◆ Problem
Arrange the records from the line holding "Target: finger" through the line holding "x=358 y=575", inclusive, as a two-column CSV with the headers text and answer, one row per record. Put each field in double quotes and replace any line breaks inside a field with spaces.

◆ Provided records

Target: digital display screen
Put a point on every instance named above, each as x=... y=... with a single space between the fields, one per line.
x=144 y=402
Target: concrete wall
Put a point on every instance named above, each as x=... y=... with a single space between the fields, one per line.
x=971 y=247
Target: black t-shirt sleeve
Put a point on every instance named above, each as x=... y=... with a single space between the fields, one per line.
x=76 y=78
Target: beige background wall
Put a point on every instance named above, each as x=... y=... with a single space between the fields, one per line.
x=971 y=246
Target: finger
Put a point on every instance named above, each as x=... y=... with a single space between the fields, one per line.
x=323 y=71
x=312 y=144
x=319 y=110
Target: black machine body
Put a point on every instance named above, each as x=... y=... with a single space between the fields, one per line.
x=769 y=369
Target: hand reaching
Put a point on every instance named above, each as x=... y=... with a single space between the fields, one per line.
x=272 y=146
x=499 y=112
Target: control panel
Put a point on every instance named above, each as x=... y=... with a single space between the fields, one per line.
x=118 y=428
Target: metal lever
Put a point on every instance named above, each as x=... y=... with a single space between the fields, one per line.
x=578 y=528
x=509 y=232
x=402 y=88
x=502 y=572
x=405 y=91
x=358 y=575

---

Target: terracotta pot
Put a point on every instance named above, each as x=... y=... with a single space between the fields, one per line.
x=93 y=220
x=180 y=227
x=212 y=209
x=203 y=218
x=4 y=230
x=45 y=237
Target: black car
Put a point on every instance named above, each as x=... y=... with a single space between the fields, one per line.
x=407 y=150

◆ Worked answer
text,answer
"Target: finger Put a point on every instance named above, each as x=... y=... with a single space between the fields, one per line.","x=323 y=71 x=312 y=144 x=319 y=110"
"Target: black machine body Put a point on every instance named above, each as x=... y=... with a single space between the fields, one per line.","x=769 y=369"
"Target: hand reaching Put a point on every instance named above, each as x=... y=... with a single space between the fields, one per line.","x=272 y=146 x=499 y=112"
"Target: control panel Put a point on every instance named above, each as x=... y=... with a single space between the fields, one per line.","x=118 y=428"
"Target: metal lever Put a point on every instance named above, each as x=... y=... with a single space between the fields, one per line.","x=578 y=528 x=509 y=232 x=402 y=88 x=502 y=572 x=405 y=91 x=358 y=575"